= SELECTED EXTRACT =
His pro-growth economic stance likely contributes to his support for Andretti’s push for an F1 team, as well as GM’s manufacturing presence in the state of Texas. General Motors has an assembly plant in Arlington, TX, which is part of Ellzey’s district.

Morgan Luttrell (Republican, Texas)

Rep. Morgan Luttrell was voted as representative of Texas’ eighth congressional district in 2023. His district is located just north of Houston, and Luttrell ran on a Republican platform of restricting abortion access, decreasing income taxes, increasing defense spending, and limiting immigration.

Recently, he served as an aid to Rick Perry in the Department of Energy; there, Luttrell focused on developing AI to ensure American technology outpaces foreign tech.

Erin Houchin (Republican, Indiana)

Rep. Erin Houchin was elected to represent Indiana’s ninth congressional district in 2023, serving an area just south of Indianapolis that includes towns like Bloomington.

Previously, she has co-authored legislation recognizing the contributions of motorsport to the state of Indiana, which called out Andretti directly. The legislation also noted the sheer amount of jobs provided in Indiana by motorsport – over 421,000 employees of 1,600 motorsport-specific companies.

André Carson (Democratic, Indiana)

Rep. André Carson has served the seventh district of Indiana since 2008; this is the district that encompasses the city of Indianapolis as well as Speedway, Indiana, where the Indianapolis Motor Speedway is based.

Carson has previously voted to earmark $7 million to the city of Indianapolis, both for public transportation upgrades and for Market Street renovations. In the U.S. House of Representatives, he served on the Committee on Transportation and Infrastructure between 2013 and 2022.

[Natural-language object grounding data]

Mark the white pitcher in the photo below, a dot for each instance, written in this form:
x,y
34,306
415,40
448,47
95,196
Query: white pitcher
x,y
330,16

= REQUIRED ACTIONS =
1. Answer these questions about the profiles of representatives above the data:
(a) In which city does General Motors have an assembly plant in Ellzey's district?
(b) In what year was Morgan Luttrell voted representative of Texas' eighth congressional district?
(c) Between which years did André Carson serve on the Committee on Transportation and Infrastructure?
2. Transcribe the passage from the profiles of representatives that opens with the words "Previously, she has" and closes with "2013 and 2022.".

= SOLUTIONS =
1.
(a) Arlington, Texas
(b) 2023
(c) 2013 and 2022

2.
Previously, she has co-authored legislation recognizing the contributions of motorsport to the state of Indiana, which called out Andretti directly. The legislation also noted the sheer amount of jobs provided in Indiana by motorsport – over 421,000 employees of 1,600 motorsport-specific companies.

André Carson (Democratic, Indiana)

Rep. André Carson has served the seventh district of Indiana since 2008; this is the district that encompasses the city of Indianapolis as well as Speedway, Indiana, where the Indianapolis Motor Speedway is based.

Carson has previously voted to earmark $7 million to the city of Indianapolis, both for public transportation upgrades and for Market Street renovations. In the U.S. House of Representatives, he served on the Committee on Transportation and Infrastructure between 2013 and 2022.